• _SUPPLIED PASSAGE_:
====

Clueless about Cuba’s quarantine
Yesterday’s NY Times article, Cuba Counters Prostitution With AIDS Programs, skirts a few important issues, the least of which is sex tourism. The article quotes,
United Nations officials who track AIDS say Cuba has done a better job than most countries at corralling the disease. “Certainly there has been an increase in AIDS, but it is not big, not like you see in the Dominican Republic, or Haiti, or in Puerto Rico,” said Paloma Cuchi, who oversees the United Nations AIDS program in Latin America. “They have a very good medical infrastructure, and people have access to care and prevention.”
It all comes down to one word: quarantine.
In the early 1990’s, Cuba quarantined people with the virus, and those discovered to be infected are still required to stay three to six months in one of Cuba’s 13 government AIDS sanitariums, where they receive treatment and counseling on how to survive with the virus and how to avoid passing it along. Once they leave the hospitals, the patients are closely monitored in their homes by social workers, officials say.
The Dominican Republic, Haiti, or Puerto Rico do not force their citizens into compulsory testing, or internment.
The UN official brings up Puerto Rico, which has horrible AIDS statistics (two of my friends have died of AIDS), so let’s look at Puerto Rico: Puerto Rico does have “a very good medical infrastructure, and people have access to care and prevention”, the factors the enthusiastic UN official praises in Cuba. Puertoricans who suffer from this terrible illness don’t get incarcerated for months, and afterwards aren’t “closely monitored in their homes by social workers” and the government. Instead, all Puertoricans can access the internet for information, something forbidden in Cuba. Additionally, Puerto Ricans, as befits American citizens from birth, are free to travel to the US mainland for treatment anywhere in the USA, and airfares are inexpensive; those with means are free to travel anywhere in the world to seek treatment, and many do since the economic conditions in Puerto Rico enable them to pursue any treatment they can afford.

====

• _DATA UNDER STUDY_:
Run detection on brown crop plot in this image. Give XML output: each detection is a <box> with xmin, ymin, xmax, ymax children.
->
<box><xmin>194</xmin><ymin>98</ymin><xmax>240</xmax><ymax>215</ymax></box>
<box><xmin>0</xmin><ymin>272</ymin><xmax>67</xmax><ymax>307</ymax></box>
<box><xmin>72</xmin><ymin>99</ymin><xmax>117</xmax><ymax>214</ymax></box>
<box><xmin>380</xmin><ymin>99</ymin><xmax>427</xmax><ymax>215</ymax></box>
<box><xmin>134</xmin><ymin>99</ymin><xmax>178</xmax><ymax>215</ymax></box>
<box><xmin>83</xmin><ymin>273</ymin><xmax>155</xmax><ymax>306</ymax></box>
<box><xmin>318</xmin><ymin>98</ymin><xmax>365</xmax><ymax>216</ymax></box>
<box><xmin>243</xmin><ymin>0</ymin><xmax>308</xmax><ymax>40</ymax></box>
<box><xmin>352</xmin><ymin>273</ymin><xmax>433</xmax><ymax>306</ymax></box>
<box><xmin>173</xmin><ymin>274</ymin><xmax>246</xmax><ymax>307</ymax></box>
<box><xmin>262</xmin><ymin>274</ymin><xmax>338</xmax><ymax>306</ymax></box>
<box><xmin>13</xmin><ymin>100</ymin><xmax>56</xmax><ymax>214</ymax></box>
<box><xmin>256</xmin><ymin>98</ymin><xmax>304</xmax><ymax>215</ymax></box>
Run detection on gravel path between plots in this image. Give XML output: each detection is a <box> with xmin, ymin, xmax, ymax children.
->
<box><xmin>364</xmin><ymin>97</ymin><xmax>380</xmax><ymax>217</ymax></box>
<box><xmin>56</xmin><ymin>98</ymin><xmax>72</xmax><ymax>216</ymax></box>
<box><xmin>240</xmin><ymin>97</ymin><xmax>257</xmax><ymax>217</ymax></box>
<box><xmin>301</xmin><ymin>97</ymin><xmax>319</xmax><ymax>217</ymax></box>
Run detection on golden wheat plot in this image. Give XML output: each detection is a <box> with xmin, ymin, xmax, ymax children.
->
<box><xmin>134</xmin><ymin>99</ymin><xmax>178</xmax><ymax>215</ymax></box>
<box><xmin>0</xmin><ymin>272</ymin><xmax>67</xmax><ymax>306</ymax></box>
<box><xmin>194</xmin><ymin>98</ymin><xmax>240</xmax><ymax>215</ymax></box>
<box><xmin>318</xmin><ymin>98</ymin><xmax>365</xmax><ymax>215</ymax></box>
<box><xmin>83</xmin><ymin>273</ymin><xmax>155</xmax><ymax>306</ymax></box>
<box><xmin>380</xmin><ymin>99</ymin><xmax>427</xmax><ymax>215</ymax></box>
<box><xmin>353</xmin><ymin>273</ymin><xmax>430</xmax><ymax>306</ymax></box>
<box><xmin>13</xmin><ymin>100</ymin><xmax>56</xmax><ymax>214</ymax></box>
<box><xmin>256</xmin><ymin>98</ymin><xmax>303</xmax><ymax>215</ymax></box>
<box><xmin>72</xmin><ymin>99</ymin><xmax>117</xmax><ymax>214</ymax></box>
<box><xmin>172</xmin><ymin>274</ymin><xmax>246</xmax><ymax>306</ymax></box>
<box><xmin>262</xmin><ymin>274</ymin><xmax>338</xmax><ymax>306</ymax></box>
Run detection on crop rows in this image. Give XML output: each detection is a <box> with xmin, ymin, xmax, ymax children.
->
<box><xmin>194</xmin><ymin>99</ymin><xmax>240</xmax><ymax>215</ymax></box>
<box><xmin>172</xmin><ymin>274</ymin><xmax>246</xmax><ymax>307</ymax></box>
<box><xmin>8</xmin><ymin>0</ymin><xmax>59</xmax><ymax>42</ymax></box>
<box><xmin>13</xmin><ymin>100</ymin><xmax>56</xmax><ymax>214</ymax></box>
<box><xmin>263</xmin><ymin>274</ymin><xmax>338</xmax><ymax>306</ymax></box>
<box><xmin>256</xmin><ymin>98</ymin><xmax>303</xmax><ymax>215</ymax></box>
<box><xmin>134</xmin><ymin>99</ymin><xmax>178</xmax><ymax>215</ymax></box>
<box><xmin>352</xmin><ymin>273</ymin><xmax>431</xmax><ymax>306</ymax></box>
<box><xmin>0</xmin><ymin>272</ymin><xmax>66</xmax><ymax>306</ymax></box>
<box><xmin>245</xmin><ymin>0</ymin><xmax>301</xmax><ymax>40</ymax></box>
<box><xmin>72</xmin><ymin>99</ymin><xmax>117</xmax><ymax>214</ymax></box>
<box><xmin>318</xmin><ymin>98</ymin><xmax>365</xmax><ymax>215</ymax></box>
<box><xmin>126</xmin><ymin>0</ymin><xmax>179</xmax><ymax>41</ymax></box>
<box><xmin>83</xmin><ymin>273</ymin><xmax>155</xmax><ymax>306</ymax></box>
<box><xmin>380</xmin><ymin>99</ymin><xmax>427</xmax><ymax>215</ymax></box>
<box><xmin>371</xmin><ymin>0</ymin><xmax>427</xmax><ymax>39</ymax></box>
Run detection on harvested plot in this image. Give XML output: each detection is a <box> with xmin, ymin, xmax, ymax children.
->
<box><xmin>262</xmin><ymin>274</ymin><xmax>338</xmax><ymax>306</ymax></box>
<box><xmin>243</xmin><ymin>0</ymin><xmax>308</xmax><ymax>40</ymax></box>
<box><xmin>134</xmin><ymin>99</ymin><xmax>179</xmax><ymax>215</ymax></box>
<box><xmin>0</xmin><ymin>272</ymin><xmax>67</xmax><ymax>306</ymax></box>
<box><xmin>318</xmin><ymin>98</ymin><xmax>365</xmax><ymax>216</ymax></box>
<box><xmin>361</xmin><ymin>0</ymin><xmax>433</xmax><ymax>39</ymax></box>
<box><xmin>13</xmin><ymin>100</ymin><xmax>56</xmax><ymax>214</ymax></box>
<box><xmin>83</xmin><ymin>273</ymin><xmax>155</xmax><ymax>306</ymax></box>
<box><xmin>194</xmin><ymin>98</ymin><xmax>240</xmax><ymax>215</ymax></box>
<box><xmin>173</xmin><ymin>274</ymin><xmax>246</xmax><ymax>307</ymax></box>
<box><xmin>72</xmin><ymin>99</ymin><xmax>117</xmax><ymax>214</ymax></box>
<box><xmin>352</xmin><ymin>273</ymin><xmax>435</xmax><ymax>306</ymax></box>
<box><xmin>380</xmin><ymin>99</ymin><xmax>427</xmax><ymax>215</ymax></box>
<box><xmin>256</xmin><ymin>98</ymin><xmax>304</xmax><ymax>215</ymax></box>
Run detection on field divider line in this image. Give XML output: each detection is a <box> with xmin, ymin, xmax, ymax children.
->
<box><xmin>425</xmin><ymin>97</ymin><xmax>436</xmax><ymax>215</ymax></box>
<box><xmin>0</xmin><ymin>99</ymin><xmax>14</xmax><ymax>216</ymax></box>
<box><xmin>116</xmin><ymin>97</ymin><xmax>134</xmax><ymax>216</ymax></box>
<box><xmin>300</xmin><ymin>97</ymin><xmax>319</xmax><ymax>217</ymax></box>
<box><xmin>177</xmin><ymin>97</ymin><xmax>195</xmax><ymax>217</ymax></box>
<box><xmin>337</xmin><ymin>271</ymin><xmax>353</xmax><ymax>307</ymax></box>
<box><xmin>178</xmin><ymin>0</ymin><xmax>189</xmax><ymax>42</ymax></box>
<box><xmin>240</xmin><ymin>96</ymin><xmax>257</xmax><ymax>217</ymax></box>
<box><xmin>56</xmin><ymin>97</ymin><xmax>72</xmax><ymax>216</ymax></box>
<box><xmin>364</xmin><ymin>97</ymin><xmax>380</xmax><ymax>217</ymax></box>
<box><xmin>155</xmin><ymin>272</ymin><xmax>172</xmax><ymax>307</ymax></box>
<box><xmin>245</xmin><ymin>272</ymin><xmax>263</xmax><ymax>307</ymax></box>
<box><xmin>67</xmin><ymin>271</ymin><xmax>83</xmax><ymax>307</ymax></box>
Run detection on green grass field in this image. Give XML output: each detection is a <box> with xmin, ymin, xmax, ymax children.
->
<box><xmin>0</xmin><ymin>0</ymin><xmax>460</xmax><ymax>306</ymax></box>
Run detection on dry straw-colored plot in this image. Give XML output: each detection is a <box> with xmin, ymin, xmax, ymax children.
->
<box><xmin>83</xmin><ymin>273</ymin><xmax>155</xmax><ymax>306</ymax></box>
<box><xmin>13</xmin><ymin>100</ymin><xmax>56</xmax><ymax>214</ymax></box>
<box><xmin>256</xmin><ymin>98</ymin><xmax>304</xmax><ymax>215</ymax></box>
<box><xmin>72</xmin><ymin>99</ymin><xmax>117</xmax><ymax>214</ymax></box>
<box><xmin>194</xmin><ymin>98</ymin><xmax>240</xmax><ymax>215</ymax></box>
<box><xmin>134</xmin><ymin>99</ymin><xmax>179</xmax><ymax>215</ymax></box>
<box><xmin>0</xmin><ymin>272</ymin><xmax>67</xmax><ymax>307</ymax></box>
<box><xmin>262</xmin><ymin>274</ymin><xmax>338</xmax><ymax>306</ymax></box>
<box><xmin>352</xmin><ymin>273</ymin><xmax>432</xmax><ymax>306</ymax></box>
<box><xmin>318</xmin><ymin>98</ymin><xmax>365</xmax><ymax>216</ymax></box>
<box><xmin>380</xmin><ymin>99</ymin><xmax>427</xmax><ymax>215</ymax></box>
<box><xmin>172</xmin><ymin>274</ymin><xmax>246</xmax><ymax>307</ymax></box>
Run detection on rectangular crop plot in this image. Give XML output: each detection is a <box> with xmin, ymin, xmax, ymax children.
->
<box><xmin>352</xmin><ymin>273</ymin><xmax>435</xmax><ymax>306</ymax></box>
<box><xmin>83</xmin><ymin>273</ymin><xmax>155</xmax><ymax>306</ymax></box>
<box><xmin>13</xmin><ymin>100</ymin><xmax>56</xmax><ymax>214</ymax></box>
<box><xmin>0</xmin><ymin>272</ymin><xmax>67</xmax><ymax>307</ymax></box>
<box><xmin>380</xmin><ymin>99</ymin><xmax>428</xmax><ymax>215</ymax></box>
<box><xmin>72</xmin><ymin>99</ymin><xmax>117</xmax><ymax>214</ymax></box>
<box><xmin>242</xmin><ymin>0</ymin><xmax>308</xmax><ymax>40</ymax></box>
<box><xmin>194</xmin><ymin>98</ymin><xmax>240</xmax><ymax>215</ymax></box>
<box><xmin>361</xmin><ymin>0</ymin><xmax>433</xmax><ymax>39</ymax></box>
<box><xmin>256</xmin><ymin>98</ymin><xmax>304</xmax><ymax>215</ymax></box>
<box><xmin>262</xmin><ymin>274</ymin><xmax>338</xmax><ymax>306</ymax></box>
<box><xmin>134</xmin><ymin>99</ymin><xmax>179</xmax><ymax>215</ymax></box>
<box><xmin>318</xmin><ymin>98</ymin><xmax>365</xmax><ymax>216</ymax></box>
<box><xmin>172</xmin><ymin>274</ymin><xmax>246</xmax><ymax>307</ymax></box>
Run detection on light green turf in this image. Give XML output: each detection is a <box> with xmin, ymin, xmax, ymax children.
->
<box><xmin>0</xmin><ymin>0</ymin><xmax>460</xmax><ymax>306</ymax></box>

====

• _EXERCISES TO COMPLETE_:
a. Condense the paragraph of the Cuba AIDS quarantine post that begins "In the early 1990's, Cuba quarantined" into a short bulleted list, keeping its main facts.
b. Resume the post on Cuba's AIDS quarantine after its last sentence.

• _PER-TASK OUTPUTS_:
a.
- Cuba quarantined people with the virus in the early 1990s.
- People found to be infected must still stay three to six months in one of Cuba's 13 government AIDS sanitariums.
- There they receive treatment and counseling on surviving with the virus and avoiding passing it along.
- Officials say that after leaving, patients are closely monitored in their homes by social workers.

b.
Castro of course will blame AIDS on the “US embargo”, just as he blames everything else on it, ignoring the fact that there are some 100 other countries with which Cuba could trade. That is, when he’s not denying that prostitution exists in Cuba. But I digress.
The Cuban internment program has been famously controversial because of the compulsory testing, and the fact that AIDS patients are incarcerated because of their illness:
In the mid-1980s, when little was known about the virus, Cuba compulsorily tested thousands of its citizens for HIV. Those who tested positive were taken to Los Cocos. They were not allowed to leave.
The policy, perhaps only possible in a highly controlled communist society, was condemned by human rights groups across the world.
Then there is the issue of reporting: Castro’s regime closely controls all information on disease, since the mirage of a good health service is a great part of its propaganda. Believing the Cuban government’s statistics on anything is absurd. The question is, What are the real numbers of people with HIV or AIDS in Cuba?
As I posted before, Cuba has a long history of persecuting gays, a fact the NYT article carefully ignores. Reading this 1988 article, one realizes that in the “two-bedroom apartments, each of which housed two married couples”, not only there’s no gay couple in sight, the authorities replied “with a little bit of pride in Cuban machismo, that Cuban men could not be expected to control their sexual behavior”, the implication being that the sexual behavior would be exclusively heterosexual. Discussing AIDS as a human rights issue is impossible in Cuba. Even more clear is Richard Stern‘s article,
I wondered how long I, as an AIDS activist, would last in Cuba, if it were one of the target countries of the Treatment Access/Human Rights Program funded by the Association I direct. I also tried to imagine the demonstrations and “zaps” held by activist friends in the United States happening here, and could only picture a firing squad.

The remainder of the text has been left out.